--- Start of GIVEN ENTRIES ---

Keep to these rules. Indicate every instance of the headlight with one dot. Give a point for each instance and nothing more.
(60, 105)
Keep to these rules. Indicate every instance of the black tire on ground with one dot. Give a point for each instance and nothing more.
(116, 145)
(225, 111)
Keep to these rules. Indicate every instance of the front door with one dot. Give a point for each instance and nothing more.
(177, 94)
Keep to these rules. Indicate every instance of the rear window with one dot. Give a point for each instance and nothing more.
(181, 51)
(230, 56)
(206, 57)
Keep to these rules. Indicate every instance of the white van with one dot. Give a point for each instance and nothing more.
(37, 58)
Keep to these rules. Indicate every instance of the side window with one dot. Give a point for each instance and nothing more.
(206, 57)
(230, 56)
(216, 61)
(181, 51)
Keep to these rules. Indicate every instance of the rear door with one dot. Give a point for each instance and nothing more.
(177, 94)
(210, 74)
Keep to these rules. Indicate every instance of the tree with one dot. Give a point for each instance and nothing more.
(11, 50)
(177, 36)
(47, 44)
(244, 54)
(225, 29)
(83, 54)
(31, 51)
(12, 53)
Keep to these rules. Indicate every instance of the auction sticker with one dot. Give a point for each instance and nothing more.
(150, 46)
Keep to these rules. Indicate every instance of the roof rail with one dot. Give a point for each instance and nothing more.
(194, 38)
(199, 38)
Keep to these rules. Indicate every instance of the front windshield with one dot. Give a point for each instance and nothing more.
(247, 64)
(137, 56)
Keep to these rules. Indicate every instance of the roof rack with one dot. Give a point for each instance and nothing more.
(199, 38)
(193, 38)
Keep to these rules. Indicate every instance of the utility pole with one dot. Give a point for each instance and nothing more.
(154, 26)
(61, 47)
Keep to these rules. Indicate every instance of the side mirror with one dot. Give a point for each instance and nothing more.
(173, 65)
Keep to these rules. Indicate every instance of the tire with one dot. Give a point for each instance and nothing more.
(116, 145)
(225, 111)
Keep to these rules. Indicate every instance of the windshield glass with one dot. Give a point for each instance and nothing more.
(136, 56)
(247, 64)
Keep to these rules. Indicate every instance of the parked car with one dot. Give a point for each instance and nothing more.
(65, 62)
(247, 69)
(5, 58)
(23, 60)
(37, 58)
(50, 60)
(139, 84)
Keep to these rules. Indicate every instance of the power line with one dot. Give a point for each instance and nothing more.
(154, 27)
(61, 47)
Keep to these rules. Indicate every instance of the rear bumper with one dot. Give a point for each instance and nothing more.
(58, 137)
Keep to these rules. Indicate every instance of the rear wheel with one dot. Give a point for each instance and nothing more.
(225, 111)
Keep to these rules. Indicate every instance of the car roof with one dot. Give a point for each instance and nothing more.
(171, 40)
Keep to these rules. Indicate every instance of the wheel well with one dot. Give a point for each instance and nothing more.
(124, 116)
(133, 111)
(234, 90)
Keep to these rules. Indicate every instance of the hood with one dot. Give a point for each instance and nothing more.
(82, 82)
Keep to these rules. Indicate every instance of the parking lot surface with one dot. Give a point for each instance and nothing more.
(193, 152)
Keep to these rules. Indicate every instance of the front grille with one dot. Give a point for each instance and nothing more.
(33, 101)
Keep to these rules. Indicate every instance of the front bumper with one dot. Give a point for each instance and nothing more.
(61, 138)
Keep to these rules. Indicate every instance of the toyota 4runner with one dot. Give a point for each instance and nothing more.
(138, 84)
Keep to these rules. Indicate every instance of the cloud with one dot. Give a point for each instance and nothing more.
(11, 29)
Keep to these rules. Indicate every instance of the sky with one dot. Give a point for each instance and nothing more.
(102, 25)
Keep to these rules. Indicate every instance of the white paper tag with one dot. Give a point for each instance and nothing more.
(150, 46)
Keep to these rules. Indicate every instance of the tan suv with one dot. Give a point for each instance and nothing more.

--- End of GIVEN ENTRIES ---

#### [STATED TASK]
Copy out each line exactly as written.

#### [EXERCISE RESPONSE]
Keep to these rules. Indicate every instance of the headlight with one dot. Give a point for each instance and nothing more.
(60, 105)
Keep to these rules. Indicate every instance of the black tire on ground with one dot. Give a point for each instance and nothing more.
(116, 145)
(225, 111)
Keep to these rules. Indicate every instance of the front door with one dot. Give a point for each instance and nothing more.
(177, 94)
Keep to these rules. Indicate every instance of the rear window with one dot. Give a point for each instance and nothing more.
(181, 51)
(230, 56)
(206, 57)
Keep to these rules. Indicate every instance of the white van with one dot. Give a point for each instance and nothing more.
(37, 58)
Keep to these rules. Indicate every instance of the side window with one dot. Give a point for each instance and nothing more.
(206, 57)
(230, 56)
(216, 61)
(181, 51)
Keep to these rules. Indicate every instance of the rear door with one dot. Give a point for each instance and nothing more.
(177, 94)
(210, 74)
Keep to these rules. Indicate every instance of the tree with one dot. Give a point for each instance and nothing more.
(11, 50)
(177, 36)
(47, 44)
(244, 54)
(225, 29)
(83, 54)
(31, 51)
(12, 53)
Keep to these rules. Indicate every instance of the auction sticker with one dot. Give a point for each instance and nothing more.
(150, 46)
Keep to these rules. Indicate every instance of the roof rail with one dot. Give a point for each instance and nothing more.
(194, 38)
(199, 38)
Keep to these rules. Indicate every instance of the front windshield with one dot. Give a point for each instance and nothing more.
(247, 64)
(137, 56)
Keep to these rules. Indicate every instance of the roof rack with one dot. Give a point for each instance and nothing more.
(199, 38)
(193, 38)
Keep to these rules. Indicate every instance of the utility pole with one dot. Give a point for each instance and nothing more.
(154, 26)
(61, 47)
Keep to these rules. Indicate every instance of the side mirror with one dot. Give a point for each instance and nothing more.
(173, 65)
Keep to these rules. Indicate every instance of the tire with one dot. Give a point for each instance and nothing more.
(116, 145)
(225, 111)
Keep to these rules. Indicate every instance of the windshield glass with one dot. Give a point for each instance and nothing more.
(136, 56)
(247, 64)
Keep to these rules. Indicate every instance of the parked car with one dot. Give a point for each instance and nothing more.
(65, 62)
(247, 69)
(5, 58)
(23, 60)
(37, 58)
(50, 60)
(139, 84)
Keep to these rules. Indicate every instance of the power line with one dot. Give a point for each instance and nothing more.
(154, 27)
(61, 47)
Keep to these rules. Indicate every instance of the rear bumper with one dot. Give a point for each instance and nothing more.
(58, 137)
Keep to these rules. Indicate every instance of the rear wheel with one dot. Give a point for each instance and nothing more.
(225, 111)
Keep to these rules. Indicate every instance of the car roof with one dot. Give a point for each instance and nothing more.
(171, 40)
Keep to these rules. Indicate every instance of the wheel well with one dot. Give a point for each instance and nothing more.
(124, 116)
(133, 111)
(234, 90)
Keep to these rules. Indicate every instance of the hood with one dot. Give a point for each instance and nothing more.
(82, 82)
Keep to these rules. Indicate every instance of the parking lot surface with one dot. Give a point for each instance and nothing more.
(193, 152)
Keep to these rules. Indicate every instance of the front grille with one dot. Give a point for each instance and nothing more.
(33, 101)
Keep to these rules. Indicate every instance of the front bumper with one dot. Give a point for each instance and nothing more.
(61, 138)
Keep to these rules. Indicate every instance of the toyota 4runner with one dot. Give a point for each instance and nothing more.
(138, 84)
Keep to these rules. Indicate every instance of the cloud with one dot. Give a point for each instance and nothing more.
(11, 29)
Keep to these rules. Indicate every instance of the sky with one dot. Give a point for each instance and nothing more.
(102, 25)
Keep to these rules. Indicate every instance of the white paper tag with one dot. Give a point for each instance and nothing more.
(150, 46)
Keep to these rules. Indicate every instance of the tan suv with one dot. Give a point for each instance and nothing more.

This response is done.